● **TEXTO DADO**:
Ninguno de nosotros profesaba en pro de la política de aquél, pero después de haber sufrido muertes de estudiantes, conocidos, familiares y de amigos, nos era una afrenta más. Mientras veía el ciclo del video, no pude evitar pasar por las etapas del duelo: tristeza, negación y negociación. Pero me quedé atorado en una: el enojo. Era una especie de hipnosis. Los ocho veíamos cíclicamente lo mismo esperando un resultado diferente. Tal vez la noticia está equivocada, tal vez es otro cadáver, tal vez es puro amarillísimo.
Nuestros Blackberrys sonaron al mismo tiempo, como un concierto del mal agüero. Los revisamos esperando no recibir la misma noticia: se confirma la muerte de Edelmiro Cavázos. Nos quedamos sin habla hasta que alguien rompió el silencio: ¡Qué triste! dijo nuestro editor. Pero hay que seguir trabajando. Me asignó, sin mayor reparo, el reportaje del bautizo de algún chamaco que iba a tener que crecer entre de tanta violencia. A los demás también: cosas burdas que me fueron groseras y grotescas.
No había más para mí. Estaba al borde del precipicio. Si saltaba iba a ser un cínico más. Un periodista panzón, chayotero y sin pasión. El periodismo está muerto y nosotros lo matamos. Mis pies acariciaban el quicio del aquél abismo simbólico y mis manos apretujaban mi credencial de empleado del diario, mientras mi fotografía se arrugaba tanto como mi espíritu revolucionario. Traté de rescatar tantos años de lucha ideológica quejándome: ¡no puede ser! —renegué— no podemos seguir escribiendo de tanta pendejada, de tantas cosas inocuas, cuando hay mucho de que hablar: están matando gente, personas, humanos allá afuera y nosotros cubrimos fantasías. Creo que esperaba una ronda de aplausos de mis demás colegas pero el silencio enrojeció mi cara. Era el único pendejo. No puedo arriesgarlos, contestó el editor. Éste es nuestro negocio, remató.

● **DATOS MOSTRADOS**:
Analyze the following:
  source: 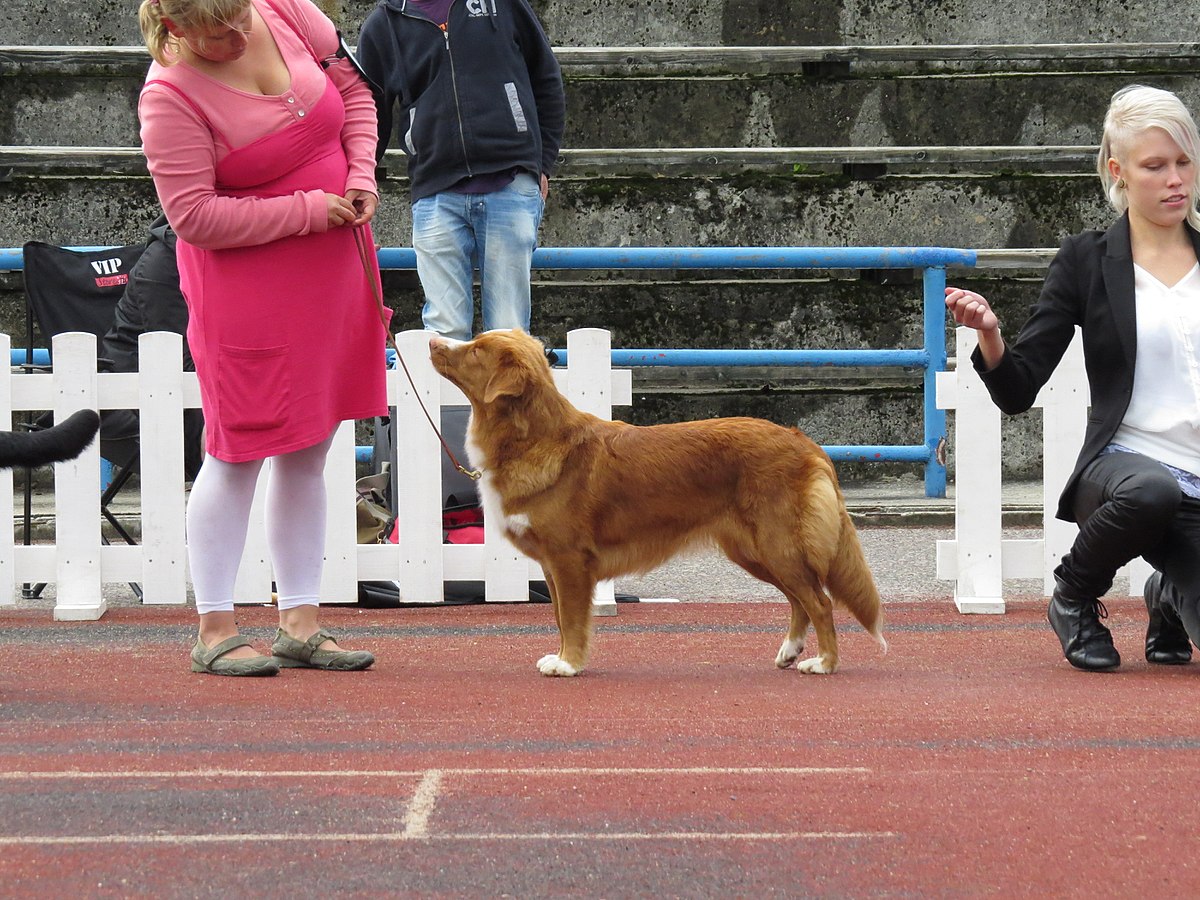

● **TUS TAREAS**:
[a] Transcribe del texto dado el fragmento que empieza con las palabras "Ninguno de nosotros" y termina con "es puro amarillísimo.".
[b] Responde según el texto dado:
(i) ¿Cuántos veían cíclicamente el mismo video?
(ii) ¿De quién se confirma la muerte en la noticia que llega a los Blackberrys?
(iii) ¿Qué apretujaban las manos del narrador al borde del abismo simbólico?
[c] Enumera todas las personas cuyas muertes, según el texto dado, habían sufrido quienes lo narran.

● **TAREAS RESUELTAS**:
[a]
Ninguno de nosotros profesaba en pro de la política de aquél, pero después de haber sufrido muertes de estudiantes, conocidos, familiares y de amigos, nos era una afrenta más. Mientras veía el ciclo del video, no pude evitar pasar por las etapas del duelo: tristeza, negación y negociación. Pero me quedé atorado en una: el enojo. Era una especie de hipnosis. Los ocho veíamos cíclicamente lo mismo esperando un resultado diferente. Tal vez la noticia está equivocada, tal vez es otro cadáver, tal vez es puro amarillísimo.

[b]
(i) Ocho.
(ii) De Edelmiro Cavázos.
(iii) Su credencial de empleado del diario.

[c] Estudiantes, conocidos, familiares y amigos.